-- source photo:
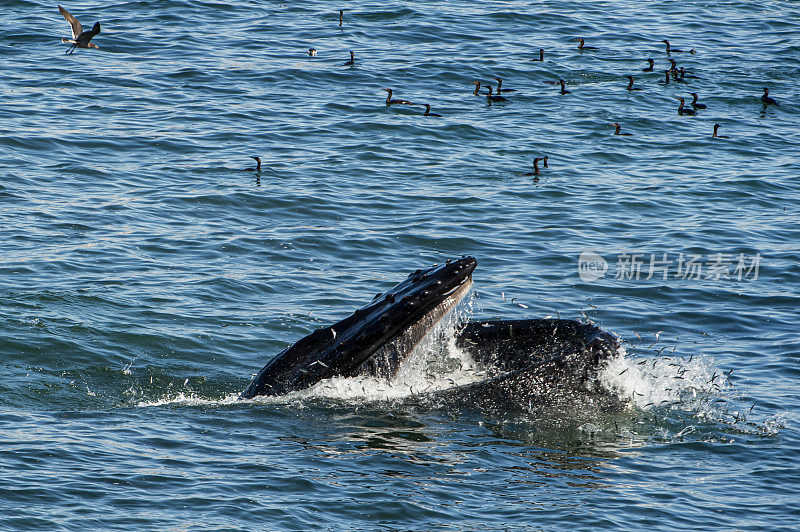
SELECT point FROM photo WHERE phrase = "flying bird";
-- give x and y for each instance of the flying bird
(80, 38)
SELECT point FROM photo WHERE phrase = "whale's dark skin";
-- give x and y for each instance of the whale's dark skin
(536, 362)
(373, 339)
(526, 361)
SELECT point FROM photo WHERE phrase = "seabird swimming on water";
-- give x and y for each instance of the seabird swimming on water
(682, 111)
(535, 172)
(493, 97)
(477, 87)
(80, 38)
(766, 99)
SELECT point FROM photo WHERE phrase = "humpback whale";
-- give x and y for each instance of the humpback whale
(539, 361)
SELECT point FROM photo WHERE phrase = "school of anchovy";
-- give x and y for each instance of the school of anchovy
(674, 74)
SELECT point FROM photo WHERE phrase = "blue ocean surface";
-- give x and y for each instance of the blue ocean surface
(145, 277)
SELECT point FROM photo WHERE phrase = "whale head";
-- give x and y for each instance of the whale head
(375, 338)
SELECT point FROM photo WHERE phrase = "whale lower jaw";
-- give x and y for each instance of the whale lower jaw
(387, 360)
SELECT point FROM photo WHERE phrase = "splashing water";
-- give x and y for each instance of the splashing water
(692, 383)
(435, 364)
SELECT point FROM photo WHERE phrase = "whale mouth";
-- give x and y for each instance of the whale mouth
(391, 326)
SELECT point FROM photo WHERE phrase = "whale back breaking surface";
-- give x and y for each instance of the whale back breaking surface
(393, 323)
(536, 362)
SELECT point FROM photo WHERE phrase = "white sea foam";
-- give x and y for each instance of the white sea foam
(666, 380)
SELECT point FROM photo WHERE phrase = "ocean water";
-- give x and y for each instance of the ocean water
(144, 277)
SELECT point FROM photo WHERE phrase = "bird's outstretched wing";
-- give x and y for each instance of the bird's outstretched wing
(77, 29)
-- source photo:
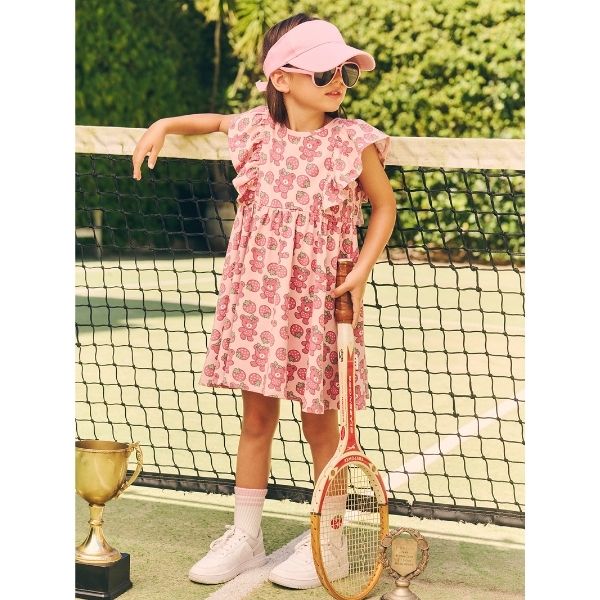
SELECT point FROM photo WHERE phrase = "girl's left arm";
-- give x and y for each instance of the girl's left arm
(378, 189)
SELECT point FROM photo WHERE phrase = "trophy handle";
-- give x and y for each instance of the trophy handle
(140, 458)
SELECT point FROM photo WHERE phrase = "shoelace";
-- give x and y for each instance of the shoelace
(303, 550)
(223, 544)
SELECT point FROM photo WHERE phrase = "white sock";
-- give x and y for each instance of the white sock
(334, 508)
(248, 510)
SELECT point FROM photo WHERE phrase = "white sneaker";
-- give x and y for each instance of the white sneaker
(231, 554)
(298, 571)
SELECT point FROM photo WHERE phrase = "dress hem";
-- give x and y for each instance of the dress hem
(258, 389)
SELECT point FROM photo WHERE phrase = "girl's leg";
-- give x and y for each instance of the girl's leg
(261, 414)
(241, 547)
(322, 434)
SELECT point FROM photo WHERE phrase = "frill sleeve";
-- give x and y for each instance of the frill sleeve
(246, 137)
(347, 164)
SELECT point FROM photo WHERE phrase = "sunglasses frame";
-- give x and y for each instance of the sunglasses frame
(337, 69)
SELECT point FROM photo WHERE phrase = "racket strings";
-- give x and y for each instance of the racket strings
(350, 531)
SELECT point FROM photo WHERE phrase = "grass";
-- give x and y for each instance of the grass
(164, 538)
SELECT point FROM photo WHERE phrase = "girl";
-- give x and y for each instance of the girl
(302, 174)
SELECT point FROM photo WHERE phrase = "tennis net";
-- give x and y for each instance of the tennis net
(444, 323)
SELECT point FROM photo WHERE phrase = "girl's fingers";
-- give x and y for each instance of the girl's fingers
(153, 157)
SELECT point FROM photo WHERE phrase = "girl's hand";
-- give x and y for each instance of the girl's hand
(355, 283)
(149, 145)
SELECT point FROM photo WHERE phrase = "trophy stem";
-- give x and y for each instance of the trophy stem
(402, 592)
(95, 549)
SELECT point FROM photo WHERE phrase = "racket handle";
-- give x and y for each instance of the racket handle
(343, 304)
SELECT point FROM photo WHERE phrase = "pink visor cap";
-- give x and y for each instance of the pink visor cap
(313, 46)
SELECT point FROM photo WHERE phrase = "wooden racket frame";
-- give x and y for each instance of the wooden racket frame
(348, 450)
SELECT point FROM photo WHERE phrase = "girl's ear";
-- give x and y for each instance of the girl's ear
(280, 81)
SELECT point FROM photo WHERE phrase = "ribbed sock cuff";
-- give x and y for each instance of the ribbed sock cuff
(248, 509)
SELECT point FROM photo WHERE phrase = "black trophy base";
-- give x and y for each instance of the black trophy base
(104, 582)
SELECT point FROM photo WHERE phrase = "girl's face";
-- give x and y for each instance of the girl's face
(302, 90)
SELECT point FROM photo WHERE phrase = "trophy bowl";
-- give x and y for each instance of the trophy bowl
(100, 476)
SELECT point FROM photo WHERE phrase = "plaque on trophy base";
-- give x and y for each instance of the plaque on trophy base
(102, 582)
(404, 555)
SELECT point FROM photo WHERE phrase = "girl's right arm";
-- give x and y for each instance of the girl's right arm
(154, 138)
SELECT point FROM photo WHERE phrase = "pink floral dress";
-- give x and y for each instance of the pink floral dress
======
Locate every line in the records above that contains the word "whale", and copy each of those lines.

SELECT point FROM photo WHERE phrase = "whale's dark skin";
-- give x and y for each instance of the whale's dark skin
SELECT point FROM photo WHERE phrase = "humpback whale";
-- give x and y for each instance of the humpback whale
SELECT point FROM photo WHERE phrase = "whale head";
-- give x and y for each instance of the whale head
SELECT point FROM photo WHERE phrase = "whale lower jaw";
-- give x and y for each instance of the whale lower jaw
SELECT point FROM photo WHERE phrase = "whale mouth";
-- give x and y for each instance of the whale mouth
SELECT point FROM photo WHERE phrase = "whale back breaking surface";
-- give x and y for each instance of the whale back breaking surface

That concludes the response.